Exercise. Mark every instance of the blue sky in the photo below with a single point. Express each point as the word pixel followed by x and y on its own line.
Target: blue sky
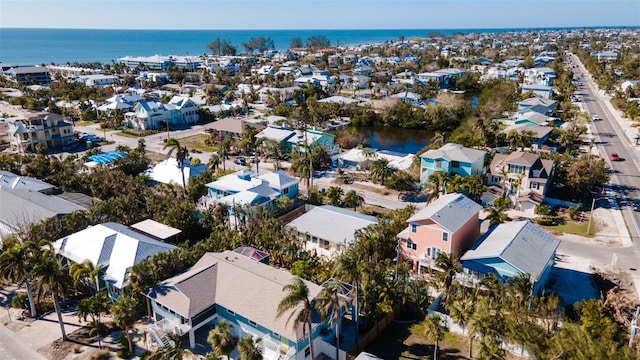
pixel 315 14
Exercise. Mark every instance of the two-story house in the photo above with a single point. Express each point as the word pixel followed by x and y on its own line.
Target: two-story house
pixel 246 188
pixel 40 128
pixel 510 250
pixel 453 159
pixel 449 224
pixel 523 176
pixel 329 241
pixel 245 293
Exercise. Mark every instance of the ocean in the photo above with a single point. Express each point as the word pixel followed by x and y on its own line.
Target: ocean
pixel 45 46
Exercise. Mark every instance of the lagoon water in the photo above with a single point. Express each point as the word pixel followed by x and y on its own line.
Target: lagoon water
pixel 45 46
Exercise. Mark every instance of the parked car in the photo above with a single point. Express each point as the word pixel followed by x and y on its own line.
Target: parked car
pixel 614 157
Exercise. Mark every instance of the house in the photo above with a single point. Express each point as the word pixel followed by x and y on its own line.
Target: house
pixel 152 114
pixel 539 134
pixel 293 139
pixel 524 176
pixel 29 75
pixel 510 250
pixel 114 246
pixel 449 224
pixel 187 108
pixel 452 158
pixel 245 188
pixel 328 241
pixel 40 128
pixel 541 91
pixel 229 287
pixel 97 80
pixel 168 172
pixel 23 206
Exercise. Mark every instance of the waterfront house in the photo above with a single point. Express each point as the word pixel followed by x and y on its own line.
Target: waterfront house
pixel 510 250
pixel 449 225
pixel 524 176
pixel 229 287
pixel 116 248
pixel 329 241
pixel 452 158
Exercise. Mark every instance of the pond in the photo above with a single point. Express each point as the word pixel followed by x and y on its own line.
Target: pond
pixel 396 139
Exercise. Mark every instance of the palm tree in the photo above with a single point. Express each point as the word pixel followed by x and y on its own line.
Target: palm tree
pixel 174 351
pixel 353 199
pixel 330 302
pixel 221 338
pixel 86 271
pixel 434 329
pixel 348 270
pixel 249 349
pixel 380 170
pixel 124 315
pixel 182 153
pixel 51 273
pixel 334 194
pixel 14 266
pixel 297 301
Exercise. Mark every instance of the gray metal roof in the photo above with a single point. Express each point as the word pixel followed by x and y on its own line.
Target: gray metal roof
pixel 522 244
pixel 331 223
pixel 451 211
pixel 455 152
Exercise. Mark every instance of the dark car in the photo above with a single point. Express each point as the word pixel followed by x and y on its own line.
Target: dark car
pixel 614 157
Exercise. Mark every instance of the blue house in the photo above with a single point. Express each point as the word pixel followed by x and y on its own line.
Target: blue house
pixel 245 188
pixel 452 158
pixel 512 249
pixel 241 291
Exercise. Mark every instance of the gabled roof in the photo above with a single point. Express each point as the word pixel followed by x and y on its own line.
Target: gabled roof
pixel 454 152
pixel 114 246
pixel 451 211
pixel 279 179
pixel 522 244
pixel 247 287
pixel 331 223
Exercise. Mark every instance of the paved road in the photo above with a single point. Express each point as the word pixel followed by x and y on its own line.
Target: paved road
pixel 611 137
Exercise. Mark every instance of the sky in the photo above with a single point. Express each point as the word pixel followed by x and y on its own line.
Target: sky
pixel 316 14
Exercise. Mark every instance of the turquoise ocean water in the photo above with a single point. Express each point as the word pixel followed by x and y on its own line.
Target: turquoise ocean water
pixel 45 46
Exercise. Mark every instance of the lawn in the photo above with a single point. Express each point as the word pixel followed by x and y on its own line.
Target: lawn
pixel 197 142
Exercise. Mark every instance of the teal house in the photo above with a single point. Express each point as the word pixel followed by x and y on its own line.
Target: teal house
pixel 510 250
pixel 452 158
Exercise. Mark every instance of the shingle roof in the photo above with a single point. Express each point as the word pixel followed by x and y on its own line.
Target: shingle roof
pixel 331 223
pixel 451 211
pixel 454 152
pixel 115 246
pixel 247 287
pixel 522 244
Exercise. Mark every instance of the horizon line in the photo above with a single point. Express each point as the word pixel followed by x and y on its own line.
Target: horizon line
pixel 343 29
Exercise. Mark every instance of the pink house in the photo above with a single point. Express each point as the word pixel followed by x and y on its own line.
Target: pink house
pixel 450 225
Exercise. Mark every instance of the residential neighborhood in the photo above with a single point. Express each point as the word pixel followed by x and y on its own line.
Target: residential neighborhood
pixel 473 194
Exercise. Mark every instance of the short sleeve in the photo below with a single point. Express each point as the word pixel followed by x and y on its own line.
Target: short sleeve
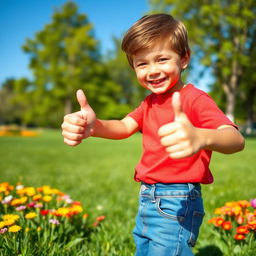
pixel 137 114
pixel 206 113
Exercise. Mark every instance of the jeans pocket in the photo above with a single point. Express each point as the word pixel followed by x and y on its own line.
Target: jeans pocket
pixel 172 207
pixel 197 220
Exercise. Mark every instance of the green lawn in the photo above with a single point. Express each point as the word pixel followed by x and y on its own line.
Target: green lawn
pixel 99 173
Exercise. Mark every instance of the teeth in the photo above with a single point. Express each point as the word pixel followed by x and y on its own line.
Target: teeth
pixel 157 81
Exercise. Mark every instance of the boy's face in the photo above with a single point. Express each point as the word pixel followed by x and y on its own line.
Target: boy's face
pixel 158 69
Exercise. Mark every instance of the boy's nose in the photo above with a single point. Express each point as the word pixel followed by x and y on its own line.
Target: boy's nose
pixel 153 70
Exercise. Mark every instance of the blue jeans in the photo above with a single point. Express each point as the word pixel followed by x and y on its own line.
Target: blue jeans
pixel 168 220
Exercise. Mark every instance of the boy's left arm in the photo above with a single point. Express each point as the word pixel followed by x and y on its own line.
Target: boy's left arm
pixel 182 139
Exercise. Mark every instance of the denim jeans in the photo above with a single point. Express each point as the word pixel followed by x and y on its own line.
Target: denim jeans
pixel 168 219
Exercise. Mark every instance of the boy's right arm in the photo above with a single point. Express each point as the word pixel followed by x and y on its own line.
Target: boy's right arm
pixel 82 124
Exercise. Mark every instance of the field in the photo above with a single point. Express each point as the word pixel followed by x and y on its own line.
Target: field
pixel 99 173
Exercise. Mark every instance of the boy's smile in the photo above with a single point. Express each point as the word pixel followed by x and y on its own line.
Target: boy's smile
pixel 158 69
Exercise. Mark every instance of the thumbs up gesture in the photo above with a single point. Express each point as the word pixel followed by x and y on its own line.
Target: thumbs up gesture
pixel 79 125
pixel 180 138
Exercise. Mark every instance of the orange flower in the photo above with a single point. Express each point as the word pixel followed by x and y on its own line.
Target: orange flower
pixel 240 219
pixel 226 225
pixel 85 216
pixel 252 225
pixel 244 203
pixel 47 198
pixel 219 221
pixel 30 215
pixel 239 237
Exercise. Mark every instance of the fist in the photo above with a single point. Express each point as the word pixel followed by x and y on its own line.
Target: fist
pixel 79 125
pixel 180 138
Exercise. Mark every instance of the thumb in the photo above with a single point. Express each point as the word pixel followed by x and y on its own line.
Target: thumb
pixel 176 104
pixel 81 99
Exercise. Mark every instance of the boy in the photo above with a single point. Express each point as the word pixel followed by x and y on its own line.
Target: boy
pixel 180 125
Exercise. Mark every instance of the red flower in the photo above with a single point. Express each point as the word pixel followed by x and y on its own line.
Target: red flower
pixel 44 212
pixel 239 236
pixel 226 225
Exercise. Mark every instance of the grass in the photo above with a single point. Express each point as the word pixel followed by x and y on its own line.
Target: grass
pixel 99 173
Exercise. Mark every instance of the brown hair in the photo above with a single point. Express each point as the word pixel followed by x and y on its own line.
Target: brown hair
pixel 154 28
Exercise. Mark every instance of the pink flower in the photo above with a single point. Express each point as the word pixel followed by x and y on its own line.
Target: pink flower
pixel 54 222
pixel 21 208
pixel 3 230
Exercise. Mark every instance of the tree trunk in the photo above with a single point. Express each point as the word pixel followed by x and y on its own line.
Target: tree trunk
pixel 250 111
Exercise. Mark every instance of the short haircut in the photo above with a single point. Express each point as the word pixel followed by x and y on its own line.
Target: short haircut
pixel 154 28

■ **PROBLEM DETAILS**
Reproduce the records unchanged, starting with the line that contains "Exercise. Mark every instance of the short sleeve" and continuing through the line that contains "pixel 82 124", with both of those lines included. Omit the pictures from your copy.

■ **REPLY**
Exercise. Mark every instance of the short sleeve in the photo below with a single point. Express each point as the word pixel followed by x and y on its own line.
Target: short sleeve
pixel 137 114
pixel 206 113
Exercise. Mark every instance of the jeans pocket in the photo above with a single point. Express each point as the word pixel followed by x and y on its own line.
Target: jeans pocket
pixel 172 207
pixel 197 220
Exercise. Mark every instance of the green lawn in the photo above with a single point. Express each point as the word pixel followed by x and y on its own line.
Target: green lawn
pixel 99 173
Exercise. Mark every instance of the teeth in the photo above with a single point. Express each point as the word pixel followed by x and y on its own line.
Target: teeth
pixel 157 81
Exercise. Mark every instance of the boy's face in the photo above with a single point. Express each point as the word pixel followed by x and y on its own line.
Target: boy's face
pixel 158 69
Exercise. Mark every instance of the boy's nose in the photo above with a single point. Express each point as the word pixel followed by x and y on its own line.
Target: boy's nose
pixel 153 70
Exercise. Mark every instance of the blue jeans in the photo above with a single point. Express each point as the word pixel followed by x and y on its own line.
Target: blue jeans
pixel 168 220
Exercise. Mark every instance of the boy's left arm in the photo above with a single point. Express each point as the word pixel followed by x and y on its own line.
Target: boy's left arm
pixel 182 139
Exercise. Mark every instance of the denim jeans in the photo above with a single point. Express each point as the word pixel followed by x and y on its own line.
Target: denim jeans
pixel 168 219
Exercise. Mark every instance of the boy's right arm in the photo above with a single point. Express each point as the word pixel followed by x and y on its own line.
Target: boy's right arm
pixel 82 124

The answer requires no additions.